**REQUIRED WORK**
In this exercise, retype exactly the lines from the start of the entries through the line bearing "Q: Which region contains the glass", leaving every picture out.

Stored data entries:
··········

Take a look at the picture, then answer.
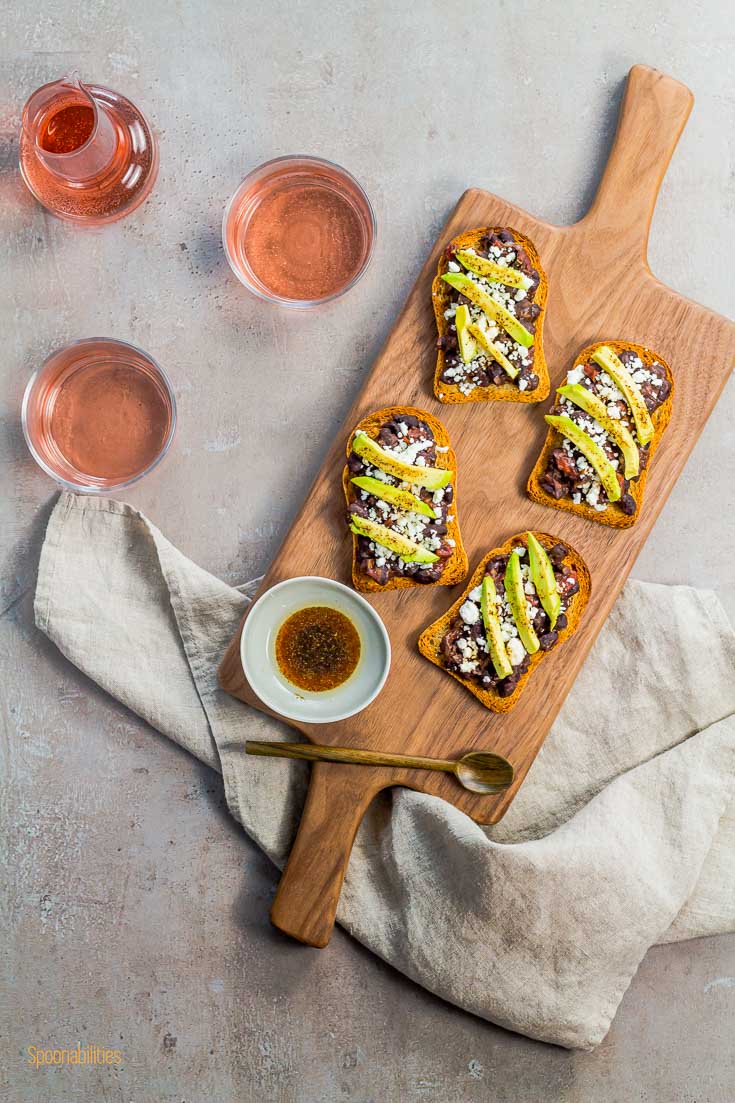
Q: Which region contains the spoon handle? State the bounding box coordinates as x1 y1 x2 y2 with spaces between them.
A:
245 740 457 774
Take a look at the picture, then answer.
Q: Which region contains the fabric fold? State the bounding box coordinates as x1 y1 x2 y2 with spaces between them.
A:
35 492 735 1049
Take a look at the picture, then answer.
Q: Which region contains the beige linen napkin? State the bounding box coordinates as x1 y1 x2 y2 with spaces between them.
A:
35 493 735 1050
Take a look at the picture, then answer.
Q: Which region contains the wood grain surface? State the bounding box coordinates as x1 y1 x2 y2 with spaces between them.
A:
219 65 735 946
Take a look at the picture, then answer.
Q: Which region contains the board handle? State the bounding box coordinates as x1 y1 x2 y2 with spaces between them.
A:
581 64 693 260
270 761 384 947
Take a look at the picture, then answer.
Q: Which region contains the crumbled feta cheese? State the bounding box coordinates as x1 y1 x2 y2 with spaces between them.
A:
459 600 480 625
507 638 526 667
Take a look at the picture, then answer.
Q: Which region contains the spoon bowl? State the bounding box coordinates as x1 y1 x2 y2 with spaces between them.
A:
455 751 515 794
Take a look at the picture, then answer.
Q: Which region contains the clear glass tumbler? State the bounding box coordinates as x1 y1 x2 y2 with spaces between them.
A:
22 338 176 493
223 155 376 307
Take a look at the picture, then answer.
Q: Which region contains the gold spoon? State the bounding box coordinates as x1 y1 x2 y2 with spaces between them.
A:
245 741 514 794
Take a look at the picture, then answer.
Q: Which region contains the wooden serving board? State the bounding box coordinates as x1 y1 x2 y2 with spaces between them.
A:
220 66 735 947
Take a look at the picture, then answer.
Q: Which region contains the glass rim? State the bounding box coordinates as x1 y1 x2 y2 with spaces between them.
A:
221 154 377 309
21 337 177 494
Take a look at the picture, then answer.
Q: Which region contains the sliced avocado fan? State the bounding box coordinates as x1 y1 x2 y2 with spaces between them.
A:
480 575 513 679
455 250 533 291
504 550 540 655
352 432 452 491
558 383 640 480
526 532 560 630
349 514 439 564
590 346 655 446
441 272 534 348
545 414 622 503
350 476 435 518
467 322 519 380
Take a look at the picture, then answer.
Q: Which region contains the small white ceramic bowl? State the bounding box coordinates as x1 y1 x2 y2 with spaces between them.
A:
240 576 391 724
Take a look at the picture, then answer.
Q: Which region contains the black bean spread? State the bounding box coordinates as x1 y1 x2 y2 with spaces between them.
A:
438 230 542 395
540 349 671 515
275 606 360 692
347 414 455 586
441 543 579 697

··········

**RESULT**
Take a look at the picture, then answer.
Q: Which region contains the spoon handle? State the bounding box coordinates as x1 y1 x2 y2 with spaces between them.
A:
245 740 457 774
Take a look at the picture, then answer.
Q: Which region contains the fabric fold? State the bounding box coordinates as x1 y1 x2 y2 with spaces between them.
A:
35 492 735 1049
Take a look at the picture, then answer.
Q: Which region contains the beige linen napkin? State the bounding box coordinates as x1 y1 x2 y2 with spaces between them.
A:
35 493 735 1050
Take a look at the picture, then answer.
Q: Which region contains the wood grain surface? State the bounding box coordinates as x1 y1 x2 y2 with spaces between them.
A:
219 65 735 946
Take a look at the picture, then answer.
Q: Which region contains the board handle? State the bounding box coordinates as x1 y1 x2 y2 with spaces between them.
A:
581 64 693 260
270 761 384 947
Take a look at the picture, then answer.
Q: Which region contains the crumbled feta cheese? State the bounding box coordinates as x1 y1 x2 y2 with spaces between them.
A:
459 600 480 625
507 638 526 667
Take a look at the picture, then answer.
Q: Which region contains the spoon bowl? State the bounding box coordinates as x1 y1 x2 y2 with spaces between them.
A:
455 751 515 794
Take a look at the picture, then answer.
Q: Which region contains the clear glass tumbler? State the bounding box coordinates as x1 y1 x2 y2 with spaces between them.
A:
22 338 176 493
223 155 376 307
Take a look at the picture, then answer.
Q: Which region contains the gold spoon? State the bounding box coordinates as x1 y1 x2 y2 with spaces between them.
A:
245 741 514 794
Take a look at the picture, then answer.
Q: Which region contains the wooden serving board? State the bounding box coordinates as x1 y1 x2 y2 with spaces between them.
A:
220 66 735 947
Take a look at the picture, then answer.
Q: Which region contains the glass rim? State the bounding box coordinates as x1 y1 x2 y2 with spaces between them.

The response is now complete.